Show each line of the data that contains the word "green", copying the lines in full. Match case exactly.

--- Start of Information given ---

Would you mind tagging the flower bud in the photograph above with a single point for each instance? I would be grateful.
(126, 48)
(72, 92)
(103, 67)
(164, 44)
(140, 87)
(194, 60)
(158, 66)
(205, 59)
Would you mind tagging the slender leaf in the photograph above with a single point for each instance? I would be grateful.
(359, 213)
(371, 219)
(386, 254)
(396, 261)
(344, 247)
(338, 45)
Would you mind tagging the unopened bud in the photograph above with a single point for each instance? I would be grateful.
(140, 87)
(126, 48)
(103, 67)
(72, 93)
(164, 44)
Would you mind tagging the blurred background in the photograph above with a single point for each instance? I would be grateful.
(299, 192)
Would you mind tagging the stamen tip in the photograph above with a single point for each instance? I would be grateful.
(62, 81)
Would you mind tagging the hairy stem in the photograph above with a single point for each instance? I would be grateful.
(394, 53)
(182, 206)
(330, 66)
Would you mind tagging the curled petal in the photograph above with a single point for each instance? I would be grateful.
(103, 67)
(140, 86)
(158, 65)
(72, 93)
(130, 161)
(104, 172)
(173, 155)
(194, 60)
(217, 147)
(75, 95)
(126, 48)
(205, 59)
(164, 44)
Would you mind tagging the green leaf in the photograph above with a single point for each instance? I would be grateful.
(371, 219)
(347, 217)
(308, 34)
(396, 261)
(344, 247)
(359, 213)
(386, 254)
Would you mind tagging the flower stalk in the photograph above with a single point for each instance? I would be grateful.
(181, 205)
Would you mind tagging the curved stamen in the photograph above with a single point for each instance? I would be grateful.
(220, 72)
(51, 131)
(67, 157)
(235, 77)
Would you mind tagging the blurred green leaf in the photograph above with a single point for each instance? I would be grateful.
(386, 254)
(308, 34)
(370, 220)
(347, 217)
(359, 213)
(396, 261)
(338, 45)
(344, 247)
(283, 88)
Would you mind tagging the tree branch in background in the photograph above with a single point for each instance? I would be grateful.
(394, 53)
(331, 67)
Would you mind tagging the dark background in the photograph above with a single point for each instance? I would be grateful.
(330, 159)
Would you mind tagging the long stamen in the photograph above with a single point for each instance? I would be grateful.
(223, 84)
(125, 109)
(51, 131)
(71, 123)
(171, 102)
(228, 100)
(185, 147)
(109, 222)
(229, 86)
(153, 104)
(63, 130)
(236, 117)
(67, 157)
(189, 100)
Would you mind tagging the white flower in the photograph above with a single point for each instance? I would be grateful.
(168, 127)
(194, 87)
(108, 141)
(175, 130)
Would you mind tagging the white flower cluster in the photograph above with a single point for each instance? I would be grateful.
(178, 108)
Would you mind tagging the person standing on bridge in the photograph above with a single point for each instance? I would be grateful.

--- End of Information given ---
--- Start of Information given ---

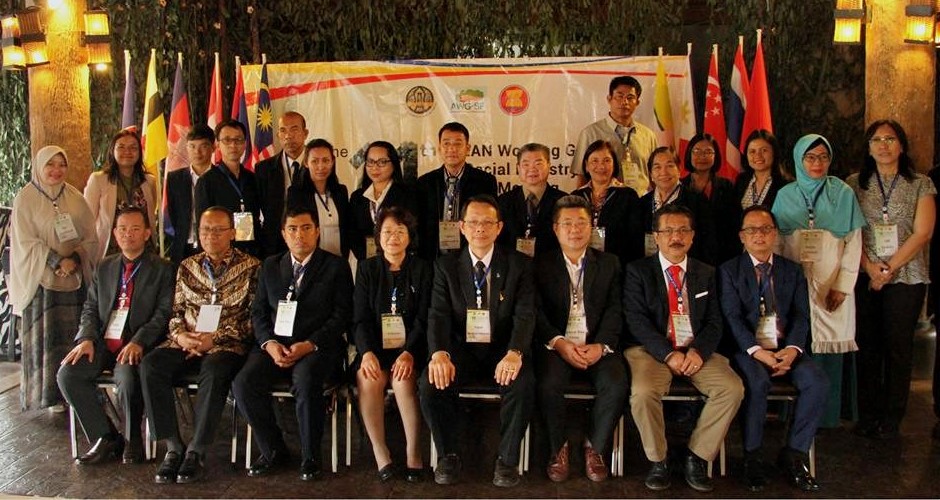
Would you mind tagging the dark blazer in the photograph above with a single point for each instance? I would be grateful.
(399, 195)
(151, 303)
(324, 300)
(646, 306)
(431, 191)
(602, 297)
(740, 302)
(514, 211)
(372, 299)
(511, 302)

--- End of Information given ---
--- Start of Information given ---

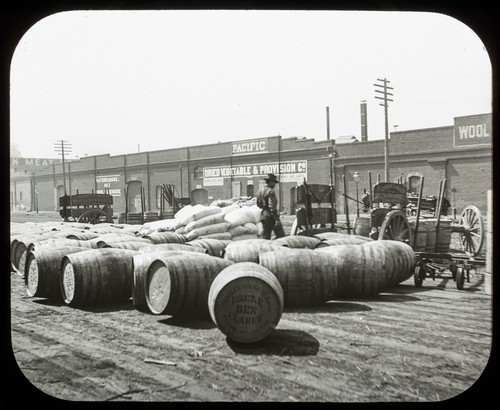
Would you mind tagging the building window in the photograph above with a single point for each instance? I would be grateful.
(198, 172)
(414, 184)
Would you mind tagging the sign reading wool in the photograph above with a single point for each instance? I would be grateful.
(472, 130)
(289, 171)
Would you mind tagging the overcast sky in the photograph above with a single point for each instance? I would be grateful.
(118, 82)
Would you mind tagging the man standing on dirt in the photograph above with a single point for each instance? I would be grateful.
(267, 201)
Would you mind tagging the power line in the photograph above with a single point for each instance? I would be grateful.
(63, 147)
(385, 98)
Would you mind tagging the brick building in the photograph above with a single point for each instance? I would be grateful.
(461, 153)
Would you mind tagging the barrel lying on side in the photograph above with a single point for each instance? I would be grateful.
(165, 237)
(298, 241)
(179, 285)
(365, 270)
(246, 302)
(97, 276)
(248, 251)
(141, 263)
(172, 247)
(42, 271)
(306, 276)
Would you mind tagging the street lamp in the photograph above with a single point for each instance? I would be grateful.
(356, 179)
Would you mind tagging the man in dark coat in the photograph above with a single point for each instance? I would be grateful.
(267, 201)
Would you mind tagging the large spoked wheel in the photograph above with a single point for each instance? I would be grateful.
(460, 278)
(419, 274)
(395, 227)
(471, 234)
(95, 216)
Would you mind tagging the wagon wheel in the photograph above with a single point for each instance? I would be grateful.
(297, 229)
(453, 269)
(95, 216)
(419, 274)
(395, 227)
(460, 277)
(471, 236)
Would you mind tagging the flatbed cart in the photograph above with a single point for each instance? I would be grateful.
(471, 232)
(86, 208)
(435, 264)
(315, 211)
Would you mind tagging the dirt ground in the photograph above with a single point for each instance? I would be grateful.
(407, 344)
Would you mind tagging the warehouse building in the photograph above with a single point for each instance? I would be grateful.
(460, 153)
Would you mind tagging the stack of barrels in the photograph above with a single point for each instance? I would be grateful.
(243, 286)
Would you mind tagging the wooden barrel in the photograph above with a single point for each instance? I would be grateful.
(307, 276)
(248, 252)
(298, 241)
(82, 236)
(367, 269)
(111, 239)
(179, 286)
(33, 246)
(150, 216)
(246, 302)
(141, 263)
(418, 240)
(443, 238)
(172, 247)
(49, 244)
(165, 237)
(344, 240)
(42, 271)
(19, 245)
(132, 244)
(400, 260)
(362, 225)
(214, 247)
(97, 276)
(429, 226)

--- End of Information given ---

Exercise answer:
Would you mind tagging the green leaf in the photograph above with a single point for each instance? I would be grateful.
Would you mind tagging the blurred green leaf in the photograph above with a single point for each instance? I would be grateful.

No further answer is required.